======== 引用文

“ちゅら弾”3連発で1000号と勝利をダブル奪取する。札幌は今日1日、札幌ドームで清水と対戦する。前節G大阪戦まで2戦連発中のFW上原慎也(25)は、10試合連続のベンチ入り。沖縄生まれのスーパーサブが、クラブ初となる途中出場での3戦連発を狙う。札幌の公式戦通算1000点目までは残り2点。勝負どころで登場し、メモリアル弾と3戦ぶり勝利を一挙に引き寄せる。

 沖縄が生んだ北のスピードキングが“早業”3連発の偉業に挑む。札幌・宮の沢で行われた8月31日の紅白戦では、控え組の左MFに入りプレー。俊足を生かし主力DF陣をかき回した。「出番が来たら、とにかく連続でゴールを求めていきたい」。09年5月5日、栃木戦でプロ初ゴールを決めた思い出の札幌ドームで、自身初のシーズン4点目を狙いにいく。

================

課題の目標: 札幌の上原慎也選手を取り上げたこの記事を、最後の文の後から書き進めてもらえますか。

======== 元データ

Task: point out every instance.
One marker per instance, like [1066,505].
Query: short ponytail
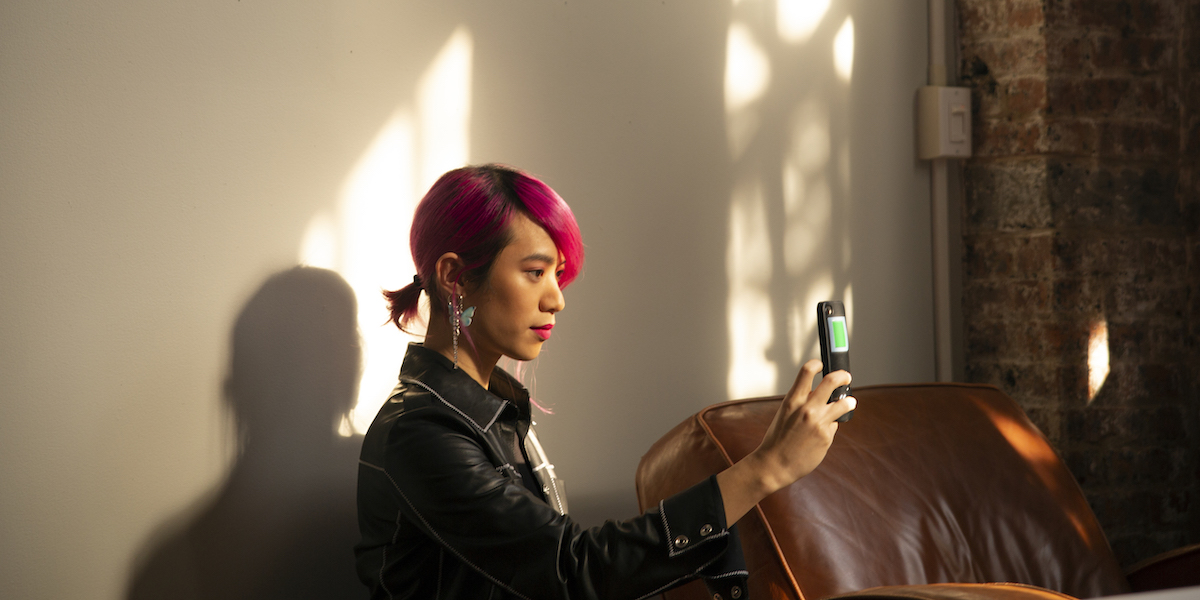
[468,211]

================

記述回答:
 決定力はただものではない。7月28日の名古屋戦は出場から20分、8月18日仙台戦は同17分、25日の前節G大阪戦は同26分でゴールを決めてきた。「ピッチ脇でアップしている間に試合の流れ、どこにスキがあるか見て狙うところを考えている」。試合前には沖田コーチのアドバイスを受け、相手DFの弱点研究に没頭する。過去8発すべて途中出場で決めてきた“仕事師”が、万全のスカウティングで清水討ちを目指す。

 狙うは勝利とメモリアル弾だ。札幌の公式戦全ゴールは現在998。節目の1000号まで2点に迫った。「大きな節目。何とか点を取って、自分も絡んでいきたい」。札幌が清水に勝ったのは過去、01年9月15日の対戦の1度しかない。そのときもヒーローは控え選手だった。延長前半14分、後半途中出場のFW堀井が延長Vゴールを決め、3-2と劇的勝利を飾った。舞台は同じ札幌ドーム。背番号26が、新スーパーサブとして、11年ぶりドラマを再現させる。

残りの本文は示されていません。